SHORT EXERCISE: Reproduce without any changes the lines below, starting at the line containing "Annotate the tall pine" and ending at the line containing "<point>40,242</point>".

Point labeling samples:
_____

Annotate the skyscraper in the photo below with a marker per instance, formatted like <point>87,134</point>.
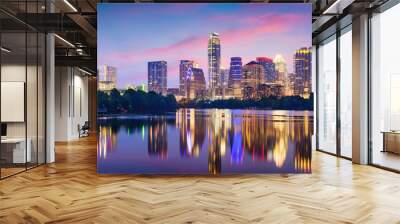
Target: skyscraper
<point>280,68</point>
<point>235,76</point>
<point>223,82</point>
<point>107,78</point>
<point>184,76</point>
<point>269,68</point>
<point>214,62</point>
<point>302,69</point>
<point>196,84</point>
<point>157,76</point>
<point>253,77</point>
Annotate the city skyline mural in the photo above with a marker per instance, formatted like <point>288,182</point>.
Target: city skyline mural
<point>204,88</point>
<point>131,36</point>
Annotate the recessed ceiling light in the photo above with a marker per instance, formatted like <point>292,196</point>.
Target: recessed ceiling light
<point>5,50</point>
<point>70,5</point>
<point>64,40</point>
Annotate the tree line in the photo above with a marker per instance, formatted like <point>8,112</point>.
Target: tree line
<point>272,102</point>
<point>140,102</point>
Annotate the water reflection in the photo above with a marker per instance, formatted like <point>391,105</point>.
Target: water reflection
<point>207,141</point>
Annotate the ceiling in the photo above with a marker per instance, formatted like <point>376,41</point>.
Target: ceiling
<point>75,21</point>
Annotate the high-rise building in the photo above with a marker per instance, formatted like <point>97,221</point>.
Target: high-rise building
<point>281,74</point>
<point>302,69</point>
<point>235,76</point>
<point>280,68</point>
<point>157,76</point>
<point>269,68</point>
<point>253,77</point>
<point>107,78</point>
<point>197,84</point>
<point>214,62</point>
<point>184,75</point>
<point>224,83</point>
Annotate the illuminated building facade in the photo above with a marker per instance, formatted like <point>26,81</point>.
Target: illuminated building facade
<point>280,68</point>
<point>157,77</point>
<point>184,67</point>
<point>253,77</point>
<point>269,68</point>
<point>235,76</point>
<point>196,84</point>
<point>302,69</point>
<point>214,62</point>
<point>107,78</point>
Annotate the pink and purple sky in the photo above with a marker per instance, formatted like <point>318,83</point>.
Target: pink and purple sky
<point>130,35</point>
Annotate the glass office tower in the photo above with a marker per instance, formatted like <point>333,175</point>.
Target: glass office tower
<point>214,63</point>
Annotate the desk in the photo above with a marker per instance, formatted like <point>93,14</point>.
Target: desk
<point>18,149</point>
<point>391,141</point>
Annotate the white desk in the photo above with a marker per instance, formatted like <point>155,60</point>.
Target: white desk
<point>19,154</point>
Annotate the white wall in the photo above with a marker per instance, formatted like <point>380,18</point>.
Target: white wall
<point>71,103</point>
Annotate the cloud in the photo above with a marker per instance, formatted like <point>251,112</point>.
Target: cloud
<point>252,27</point>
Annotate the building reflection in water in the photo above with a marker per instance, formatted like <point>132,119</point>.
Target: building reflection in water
<point>262,136</point>
<point>106,142</point>
<point>248,137</point>
<point>157,143</point>
<point>192,131</point>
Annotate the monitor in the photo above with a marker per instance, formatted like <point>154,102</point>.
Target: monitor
<point>3,129</point>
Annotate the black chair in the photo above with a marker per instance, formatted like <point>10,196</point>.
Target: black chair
<point>84,130</point>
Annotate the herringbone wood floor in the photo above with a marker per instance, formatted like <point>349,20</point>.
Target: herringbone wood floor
<point>70,191</point>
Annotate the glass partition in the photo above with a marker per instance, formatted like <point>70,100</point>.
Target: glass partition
<point>346,93</point>
<point>385,89</point>
<point>22,78</point>
<point>13,111</point>
<point>326,136</point>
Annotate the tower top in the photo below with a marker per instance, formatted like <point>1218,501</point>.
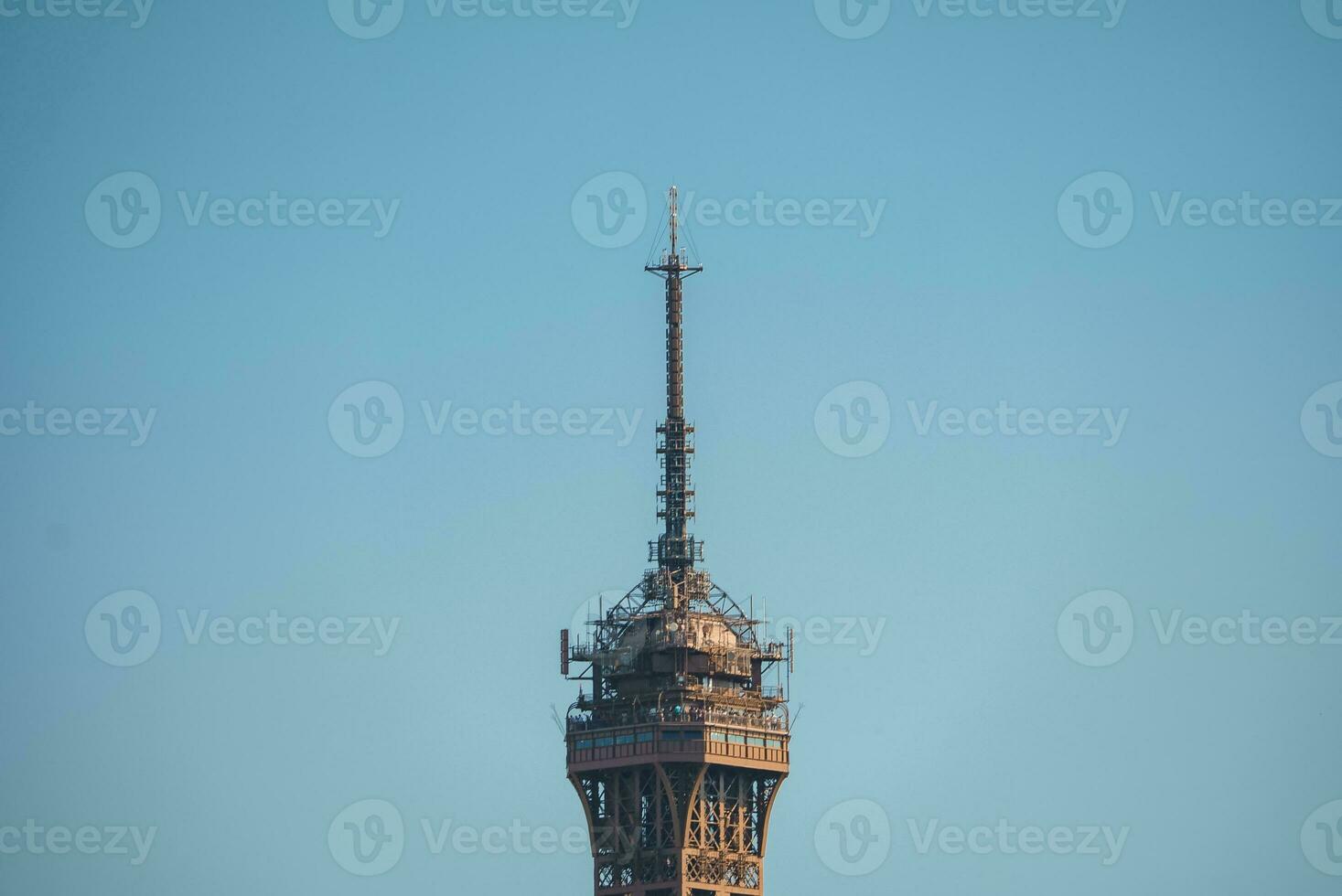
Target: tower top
<point>675,549</point>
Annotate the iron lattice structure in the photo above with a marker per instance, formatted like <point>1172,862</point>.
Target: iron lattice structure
<point>678,750</point>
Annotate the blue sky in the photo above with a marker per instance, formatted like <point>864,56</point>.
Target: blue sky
<point>485,289</point>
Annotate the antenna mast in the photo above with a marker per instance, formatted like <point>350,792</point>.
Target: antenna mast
<point>675,550</point>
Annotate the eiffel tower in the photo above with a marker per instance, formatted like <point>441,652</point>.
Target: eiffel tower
<point>678,749</point>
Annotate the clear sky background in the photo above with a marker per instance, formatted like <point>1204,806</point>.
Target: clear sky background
<point>966,549</point>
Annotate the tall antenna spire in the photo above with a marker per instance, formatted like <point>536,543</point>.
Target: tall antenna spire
<point>675,550</point>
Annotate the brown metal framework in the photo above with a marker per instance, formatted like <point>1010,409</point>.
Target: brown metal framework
<point>680,749</point>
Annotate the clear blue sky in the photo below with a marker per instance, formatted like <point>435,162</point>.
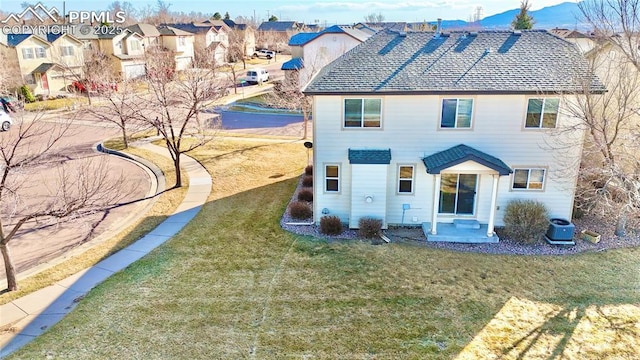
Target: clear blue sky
<point>310,11</point>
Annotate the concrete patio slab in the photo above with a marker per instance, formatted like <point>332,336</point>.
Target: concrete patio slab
<point>449,233</point>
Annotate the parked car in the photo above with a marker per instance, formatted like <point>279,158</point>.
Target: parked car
<point>267,54</point>
<point>255,76</point>
<point>92,86</point>
<point>10,104</point>
<point>5,121</point>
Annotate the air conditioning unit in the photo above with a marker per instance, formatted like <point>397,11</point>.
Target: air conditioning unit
<point>560,230</point>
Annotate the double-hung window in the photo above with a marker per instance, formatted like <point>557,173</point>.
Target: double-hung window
<point>40,52</point>
<point>405,179</point>
<point>66,50</point>
<point>359,113</point>
<point>332,178</point>
<point>542,113</point>
<point>456,113</point>
<point>528,179</point>
<point>27,53</point>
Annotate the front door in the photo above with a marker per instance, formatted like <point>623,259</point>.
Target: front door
<point>458,194</point>
<point>45,81</point>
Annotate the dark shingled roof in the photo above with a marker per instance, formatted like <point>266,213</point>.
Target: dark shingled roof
<point>15,39</point>
<point>367,156</point>
<point>394,62</point>
<point>278,26</point>
<point>460,153</point>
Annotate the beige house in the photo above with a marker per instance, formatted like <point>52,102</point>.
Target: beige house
<point>67,52</point>
<point>35,61</point>
<point>310,52</point>
<point>209,40</point>
<point>180,43</point>
<point>442,131</point>
<point>244,34</point>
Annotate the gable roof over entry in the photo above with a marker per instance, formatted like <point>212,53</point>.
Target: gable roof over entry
<point>368,156</point>
<point>460,153</point>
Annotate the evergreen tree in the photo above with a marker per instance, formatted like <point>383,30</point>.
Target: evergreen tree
<point>523,20</point>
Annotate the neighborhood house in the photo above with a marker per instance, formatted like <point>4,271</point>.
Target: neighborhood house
<point>434,129</point>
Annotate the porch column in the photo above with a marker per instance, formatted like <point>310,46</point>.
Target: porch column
<point>436,204</point>
<point>494,199</point>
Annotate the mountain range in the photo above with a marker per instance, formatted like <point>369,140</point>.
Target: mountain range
<point>565,15</point>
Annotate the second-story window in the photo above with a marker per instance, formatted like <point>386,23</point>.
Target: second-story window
<point>405,179</point>
<point>542,113</point>
<point>27,53</point>
<point>359,113</point>
<point>66,50</point>
<point>135,45</point>
<point>456,113</point>
<point>41,52</point>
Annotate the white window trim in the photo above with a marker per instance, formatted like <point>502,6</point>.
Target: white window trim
<point>455,123</point>
<point>413,179</point>
<point>344,118</point>
<point>544,103</point>
<point>529,168</point>
<point>325,178</point>
<point>30,52</point>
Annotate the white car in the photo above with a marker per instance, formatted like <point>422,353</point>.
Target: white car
<point>267,54</point>
<point>255,76</point>
<point>5,121</point>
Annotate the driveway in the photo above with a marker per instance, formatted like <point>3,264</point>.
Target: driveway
<point>39,242</point>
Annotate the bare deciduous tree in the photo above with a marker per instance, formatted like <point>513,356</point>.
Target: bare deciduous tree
<point>78,189</point>
<point>609,178</point>
<point>287,94</point>
<point>119,108</point>
<point>617,22</point>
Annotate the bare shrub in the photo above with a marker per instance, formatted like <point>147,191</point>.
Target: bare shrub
<point>526,221</point>
<point>330,225</point>
<point>300,210</point>
<point>369,228</point>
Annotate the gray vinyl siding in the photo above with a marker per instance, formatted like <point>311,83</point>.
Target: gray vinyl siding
<point>410,128</point>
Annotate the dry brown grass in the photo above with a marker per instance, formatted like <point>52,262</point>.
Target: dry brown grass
<point>234,285</point>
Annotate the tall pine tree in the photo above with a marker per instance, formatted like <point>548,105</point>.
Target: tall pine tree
<point>523,20</point>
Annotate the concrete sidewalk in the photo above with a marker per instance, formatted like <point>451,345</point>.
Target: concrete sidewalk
<point>32,315</point>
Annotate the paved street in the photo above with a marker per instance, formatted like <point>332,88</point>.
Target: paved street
<point>40,242</point>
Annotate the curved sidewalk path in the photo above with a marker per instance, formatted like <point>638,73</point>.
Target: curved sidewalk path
<point>32,315</point>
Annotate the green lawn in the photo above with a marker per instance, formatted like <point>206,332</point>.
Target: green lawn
<point>234,285</point>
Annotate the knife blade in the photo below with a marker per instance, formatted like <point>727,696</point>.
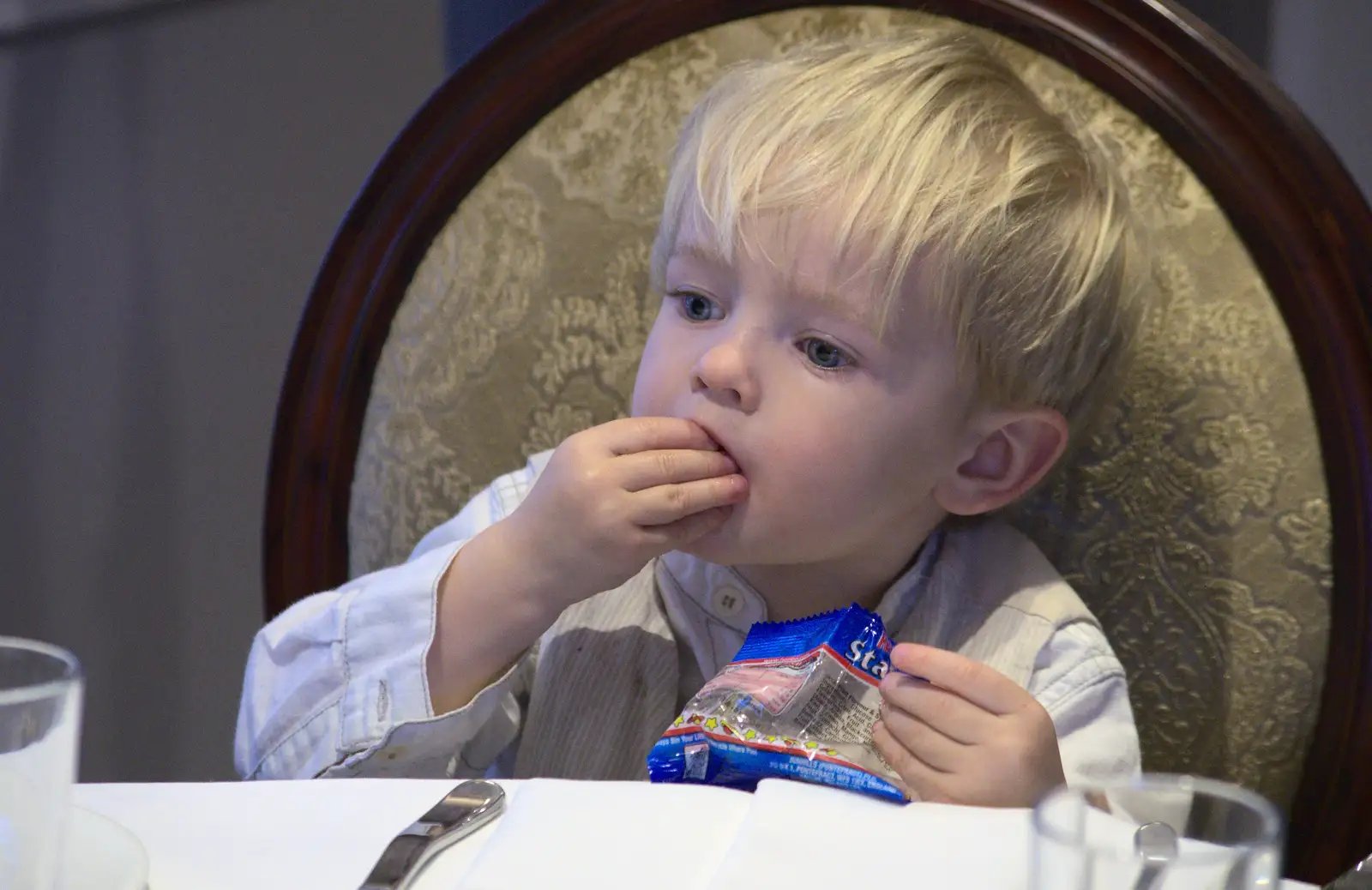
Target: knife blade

_____

WORKED SOLUTION:
Annotate the tall pine tree in the photo above with a marker per instance, formatted like <point>548,105</point>.
Target: tall pine tree
<point>523,20</point>
Annotate the concrete sidewalk in the photo above with a marker per instance, formatted like <point>451,345</point>.
Target: concrete sidewalk
<point>32,315</point>
Annotate the paved street in the photo above with a marker per instance, formatted like <point>332,88</point>.
Target: paved street
<point>40,242</point>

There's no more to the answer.